*** Opening of SOURCE DATA ***
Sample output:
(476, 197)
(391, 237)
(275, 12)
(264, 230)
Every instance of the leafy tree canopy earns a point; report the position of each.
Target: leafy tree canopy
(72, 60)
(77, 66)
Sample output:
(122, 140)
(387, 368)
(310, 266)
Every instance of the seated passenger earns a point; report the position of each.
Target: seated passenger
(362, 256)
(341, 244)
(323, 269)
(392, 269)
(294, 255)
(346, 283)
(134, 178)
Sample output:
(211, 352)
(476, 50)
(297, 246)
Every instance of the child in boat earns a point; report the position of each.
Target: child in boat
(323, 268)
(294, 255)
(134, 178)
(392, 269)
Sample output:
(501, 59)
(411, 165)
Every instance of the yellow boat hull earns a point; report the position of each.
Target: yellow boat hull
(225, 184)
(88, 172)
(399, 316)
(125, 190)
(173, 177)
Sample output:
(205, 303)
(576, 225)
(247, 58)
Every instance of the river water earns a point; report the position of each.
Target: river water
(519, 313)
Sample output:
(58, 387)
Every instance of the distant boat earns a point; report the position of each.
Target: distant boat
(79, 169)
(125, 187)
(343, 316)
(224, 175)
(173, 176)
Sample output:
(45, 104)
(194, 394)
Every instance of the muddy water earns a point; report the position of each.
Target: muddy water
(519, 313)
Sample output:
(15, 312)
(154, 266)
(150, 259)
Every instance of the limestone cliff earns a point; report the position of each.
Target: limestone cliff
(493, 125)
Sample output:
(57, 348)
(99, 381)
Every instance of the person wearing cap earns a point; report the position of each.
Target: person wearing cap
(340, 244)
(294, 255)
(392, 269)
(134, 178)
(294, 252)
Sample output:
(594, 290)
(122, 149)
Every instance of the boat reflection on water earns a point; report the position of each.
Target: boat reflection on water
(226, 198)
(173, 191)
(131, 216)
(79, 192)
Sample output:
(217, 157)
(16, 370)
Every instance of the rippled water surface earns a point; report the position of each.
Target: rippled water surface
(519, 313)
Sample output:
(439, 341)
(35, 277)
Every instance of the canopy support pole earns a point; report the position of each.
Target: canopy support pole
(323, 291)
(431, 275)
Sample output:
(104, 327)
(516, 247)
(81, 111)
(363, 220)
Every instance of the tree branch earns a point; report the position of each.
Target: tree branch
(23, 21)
*** Close of SOURCE DATA ***
*** Opening of SOURCE DATA ***
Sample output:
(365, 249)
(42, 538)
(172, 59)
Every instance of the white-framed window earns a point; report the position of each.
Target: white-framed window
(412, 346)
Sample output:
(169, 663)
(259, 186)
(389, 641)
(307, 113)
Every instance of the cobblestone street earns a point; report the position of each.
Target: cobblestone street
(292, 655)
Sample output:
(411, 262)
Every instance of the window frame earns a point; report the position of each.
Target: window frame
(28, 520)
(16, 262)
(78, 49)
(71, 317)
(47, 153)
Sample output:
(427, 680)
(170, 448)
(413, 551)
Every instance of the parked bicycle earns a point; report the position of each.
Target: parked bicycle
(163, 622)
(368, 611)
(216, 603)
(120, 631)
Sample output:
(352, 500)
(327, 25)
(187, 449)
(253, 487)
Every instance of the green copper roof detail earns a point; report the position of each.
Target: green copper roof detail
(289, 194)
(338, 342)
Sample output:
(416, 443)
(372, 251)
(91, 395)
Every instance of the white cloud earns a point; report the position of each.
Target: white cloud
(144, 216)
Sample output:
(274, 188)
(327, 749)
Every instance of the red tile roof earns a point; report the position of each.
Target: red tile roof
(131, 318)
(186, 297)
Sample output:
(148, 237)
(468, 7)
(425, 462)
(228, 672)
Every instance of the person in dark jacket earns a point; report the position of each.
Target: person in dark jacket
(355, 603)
*** Close of SOURCE DATA ***
* [WHAT YOU SHOULD DO]
Among the records above, repeat exactly the line with "Target: leafy tree canopy", the line with "Every instance of the boat", and every line in between, and only those.

* [TASK ANSWER]
Target: leafy tree canopy
(72, 60)
(77, 66)
Sample output:
(122, 140)
(387, 368)
(310, 266)
Every instance of the seated passenger earns a point; report the position of each.
Target: seated passenger
(362, 256)
(341, 244)
(323, 269)
(392, 269)
(294, 255)
(346, 283)
(134, 178)
Sample output:
(211, 352)
(476, 50)
(297, 246)
Every instance of the child in boat earns a point; report the position of each.
Target: child in boat
(323, 268)
(294, 255)
(134, 178)
(392, 269)
Sample output:
(501, 59)
(411, 165)
Every instance of the yellow boat hull earns a point; report the position of each.
Target: yellow boat hull
(225, 184)
(88, 172)
(399, 316)
(125, 190)
(173, 177)
Sample output:
(205, 303)
(576, 225)
(247, 58)
Every instance of the river water earns a point; report the position of each.
Target: river water
(519, 313)
Sample output:
(58, 387)
Every instance of the distant boat earns a point; report the position of each.
Target: distant boat
(79, 169)
(125, 187)
(343, 316)
(224, 175)
(173, 176)
Sample output:
(45, 104)
(194, 394)
Every instance of the muddy water earns a point; report the position of each.
Target: muddy water
(519, 313)
Sample output:
(15, 312)
(154, 266)
(150, 259)
Every instance of the limestone cliff earns a point; report the position of each.
Target: limestone cliff
(493, 125)
Sample output:
(57, 348)
(99, 381)
Every instance of the person wearing cap earns a point; report the position of each.
Target: person wearing cap
(340, 244)
(294, 255)
(392, 269)
(134, 178)
(294, 252)
Sample output:
(594, 290)
(122, 149)
Every instance of the boat reflection on water earns a point; report the position of each.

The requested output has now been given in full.